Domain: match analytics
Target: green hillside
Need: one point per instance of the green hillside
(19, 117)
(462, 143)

* * *

▸ **WHAT THE TASK ASKS**
Copy out every row above again, word for word and in the same order.

▸ **SOLUTION TO THIS EXERCISE**
Domain: match analytics
Target: green hillside
Need: one point per instance of the green hillside
(19, 117)
(462, 143)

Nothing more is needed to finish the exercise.